■ **Exercise**
Please lay out all the records below as a two-column CSV with the headers record_text and answer, one row per record. Put each record's text and its answer in one quoted field each, with line breaks replaced by spaces, and leave the pictures out.

■ **Dataset content**
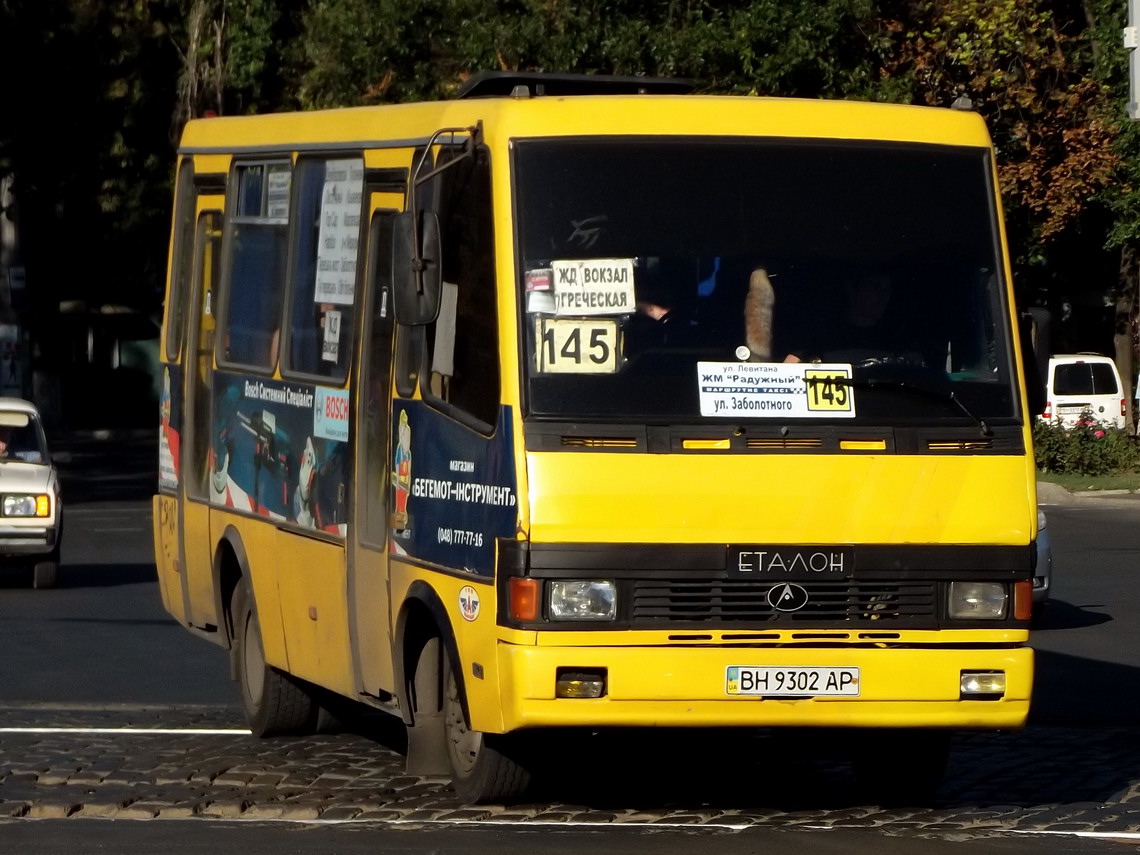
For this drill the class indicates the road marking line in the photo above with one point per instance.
(156, 731)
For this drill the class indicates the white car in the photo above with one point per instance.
(31, 516)
(1084, 385)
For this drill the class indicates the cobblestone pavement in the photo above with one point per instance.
(1037, 780)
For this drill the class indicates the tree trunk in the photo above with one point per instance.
(1123, 336)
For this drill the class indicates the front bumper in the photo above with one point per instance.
(17, 540)
(685, 686)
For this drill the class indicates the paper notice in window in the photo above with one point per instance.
(340, 231)
(331, 347)
(594, 286)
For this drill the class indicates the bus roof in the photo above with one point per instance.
(512, 117)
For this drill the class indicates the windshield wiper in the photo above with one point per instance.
(898, 384)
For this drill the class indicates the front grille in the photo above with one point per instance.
(960, 445)
(600, 441)
(668, 602)
(768, 442)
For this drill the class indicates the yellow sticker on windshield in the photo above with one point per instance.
(829, 391)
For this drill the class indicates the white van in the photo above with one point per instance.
(1081, 383)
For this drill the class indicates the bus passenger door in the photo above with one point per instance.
(368, 583)
(197, 551)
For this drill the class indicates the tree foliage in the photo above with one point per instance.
(113, 81)
(1026, 71)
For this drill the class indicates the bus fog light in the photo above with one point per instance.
(982, 685)
(583, 600)
(977, 600)
(579, 683)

■ **Exercise answer**
record_text,answer
"For this drill the class indicates the road marking line in the photo above with one point per instance.","(156, 731)"
"For this drill the class indicates the white car in the photo above with one point per instance.","(31, 516) (1084, 385)"
"For this drill the class indicates the cobblestone pavement in the photo above with one point per instance.","(1037, 780)"
"For this drill the class indicates the tree trunk in the photo above with one point per instance.","(1123, 336)"
"For this drill the class indicates the front bumper in the photo above with one point per instance.","(17, 540) (685, 686)"
"For this drill the class indicates the paper notice in window in the photo above with one point per instance.","(340, 231) (331, 347) (594, 286)"
"For this drill the class indicates the bus roof in the photo above with one point per instance.","(512, 117)"
"For this drill the class indicates the windshield wiper in the photo above with one point per instance.","(898, 384)"
"For this drill the class indicates the front grille in the photo above with one point per instance.","(960, 445) (600, 441) (668, 602) (768, 442)"
"For this drill the class indicates the yellow sticker on windshield in the photo above with one point per instance.","(829, 391)"
"For this drill the class indicates the white van in the photo above with one point per instance.","(1081, 383)"
"For this drill the class indicates the bus passenger door in the photo above with one point per instance.","(368, 583) (197, 551)"
"For this drill the class indicates the tree foliage in the photo above with one point per instance.","(113, 81) (1026, 71)"
"For this drill the class indicates the bus fog light in the photo above with one point per instance.","(982, 685) (583, 600) (977, 600) (579, 683)"